* [The task] Copy out the whole passage below about Hanfu at the 2008 China Open and Ma Ying-jeou's homage to Confucius, word for word.

====== Document ======

2008 China Open (Tennis). Sept.23 on the opening ceremonies, competitors present themselves in Hanfu towards the Chinese audience.

2008 China Open (Tennis). On the opening ceremonies (Sept.23), competitors present themselves in Hanfu towards the Chinese audience.

 During the process of writing this article, several events can describe the general stage of recognition of Chinese culture and opinion among the Chinese themselves.

On September 23, in a reception for the oncoming 2008 China Open, international tennis players presented themselves in costumes of the traditional Chinese (some cite Han dynasty), but the influence was not wide-spread.

Ma Yingjeou at the Confucius Homage.

Ma Ying-jeou at the Confucius Homage.

Meanwhile on October 6, Ma Ying-Jeou (Ma Yingjiu) paid homage to Confucius using Zhou standards and 8-row of dancers (signifying respect to the Emperor or a leader of a nation), while dressed in a Magua. Aside from the political implications, some netizens (especially that of noted how strange it was to have cross-collared clothing on the ritual members, but Mr. Ma walked in from the centre gate wearing a distinctly different kind of robe, buttoned at the front. To most Chinese, it may seem normal, as they treat the uniform on the ritual people as a period dress (namely, of some long-dead past).

====== Stored rows ======

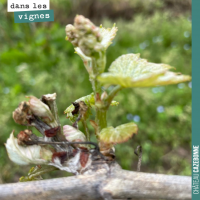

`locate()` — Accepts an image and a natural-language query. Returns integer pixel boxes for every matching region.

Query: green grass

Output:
[0,12,191,183]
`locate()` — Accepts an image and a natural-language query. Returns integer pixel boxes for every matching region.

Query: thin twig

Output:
[134,145,142,172]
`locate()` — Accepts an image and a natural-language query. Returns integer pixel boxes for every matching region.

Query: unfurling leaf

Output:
[64,93,119,122]
[99,122,138,144]
[63,125,87,147]
[98,54,191,88]
[100,24,117,50]
[5,132,52,165]
[28,96,58,128]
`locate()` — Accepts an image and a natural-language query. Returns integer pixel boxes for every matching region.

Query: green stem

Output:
[90,52,107,135]
[82,119,90,141]
[105,85,122,109]
[95,108,107,135]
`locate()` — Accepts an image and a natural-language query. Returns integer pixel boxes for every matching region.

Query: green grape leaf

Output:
[64,93,119,122]
[98,54,191,88]
[100,24,118,50]
[99,122,138,144]
[19,165,57,182]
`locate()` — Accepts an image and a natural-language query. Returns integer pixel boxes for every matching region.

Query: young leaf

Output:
[64,93,119,122]
[99,122,138,144]
[63,125,87,147]
[100,24,118,50]
[5,132,52,165]
[98,54,191,88]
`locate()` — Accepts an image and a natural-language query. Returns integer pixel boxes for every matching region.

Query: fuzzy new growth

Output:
[6,15,191,180]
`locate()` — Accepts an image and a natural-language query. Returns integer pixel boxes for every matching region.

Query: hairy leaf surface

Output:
[99,122,138,144]
[98,54,191,88]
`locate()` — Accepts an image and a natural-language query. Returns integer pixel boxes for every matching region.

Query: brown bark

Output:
[0,168,191,200]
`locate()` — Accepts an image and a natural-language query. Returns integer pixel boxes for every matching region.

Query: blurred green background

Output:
[0,0,192,183]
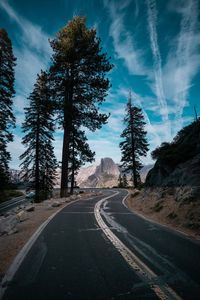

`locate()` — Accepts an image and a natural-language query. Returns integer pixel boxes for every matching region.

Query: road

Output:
[0,190,200,300]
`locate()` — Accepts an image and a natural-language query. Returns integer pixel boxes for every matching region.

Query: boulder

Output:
[0,215,19,235]
[51,201,61,207]
[16,210,28,222]
[26,205,35,212]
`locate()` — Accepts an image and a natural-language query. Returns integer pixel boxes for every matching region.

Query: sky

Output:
[0,0,200,169]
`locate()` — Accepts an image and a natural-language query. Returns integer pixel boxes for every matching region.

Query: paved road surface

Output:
[0,190,200,300]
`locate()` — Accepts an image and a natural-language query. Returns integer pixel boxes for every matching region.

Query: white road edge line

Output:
[94,192,182,300]
[0,196,97,300]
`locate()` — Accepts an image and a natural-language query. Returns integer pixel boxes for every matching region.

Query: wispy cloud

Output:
[0,0,51,168]
[0,0,51,60]
[104,0,147,75]
[147,0,171,139]
[163,0,200,129]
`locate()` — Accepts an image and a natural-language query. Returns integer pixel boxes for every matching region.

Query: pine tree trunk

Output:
[130,107,138,188]
[60,78,72,198]
[60,128,70,198]
[35,116,40,202]
[70,135,75,195]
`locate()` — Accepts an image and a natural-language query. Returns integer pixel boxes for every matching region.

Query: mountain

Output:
[10,157,153,188]
[76,157,153,188]
[76,157,120,188]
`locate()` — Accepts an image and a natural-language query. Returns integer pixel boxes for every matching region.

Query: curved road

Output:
[2,190,200,300]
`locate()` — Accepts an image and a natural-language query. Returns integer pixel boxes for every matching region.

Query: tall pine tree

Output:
[20,71,57,202]
[50,17,112,197]
[0,29,16,190]
[119,92,148,188]
[69,128,95,194]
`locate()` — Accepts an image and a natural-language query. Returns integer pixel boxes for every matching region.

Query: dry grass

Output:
[0,193,91,281]
[126,190,200,238]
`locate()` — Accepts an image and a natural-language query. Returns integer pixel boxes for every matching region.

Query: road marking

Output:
[94,192,182,300]
[0,196,99,300]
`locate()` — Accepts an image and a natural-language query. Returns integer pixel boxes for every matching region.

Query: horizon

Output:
[0,0,200,169]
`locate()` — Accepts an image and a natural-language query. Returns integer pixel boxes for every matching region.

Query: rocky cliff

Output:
[146,119,200,201]
[76,157,120,188]
[76,157,153,188]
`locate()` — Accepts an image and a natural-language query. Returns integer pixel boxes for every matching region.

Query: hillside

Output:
[128,119,200,236]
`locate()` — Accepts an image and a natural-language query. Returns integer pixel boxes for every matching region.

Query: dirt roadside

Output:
[125,191,200,239]
[0,193,94,282]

======

* [Reply]
2008 China Open (Tennis). Sept.23 on the opening ceremonies, competitors present themselves in Hanfu towards the Chinese audience.

2008 China Open (Tennis). On the opening ceremonies (Sept.23), competitors present themselves in Hanfu towards the Chinese audience.

 During the process of writing this article, several events can describe the general stage of recognition of Chinese culture and opinion among the Chinese themselves.

On September 23, in a reception for the oncoming 2008 China Open, international tennis players presented themselves in costumes of the traditional Chinese (some cite Han dynasty), but the influence was not wide-spread.

Ma Yingjeou at the Confucius Homage.

Ma Ying-jeou at the Confucius Homage.

Meanwhile on October 6, Ma Ying-Jeou (Ma Yingjiu) paid homage to Confucius using Zhou standards and 8-row of dancers (signifying respect to the Emperor or a leader of a nation), while dressed in a Magua. Aside from the political implications, some netizens (especially that of noted how strange it was to have cross-collared clothing on the ritual members, but Mr. Ma walked in from the centre gate wearing a distinctly different kind of robe, buttoned at the front. To most Chinese, it may seem normal, as they treat the uniform on the ritual people as a period dress (namely, of some long-dead past).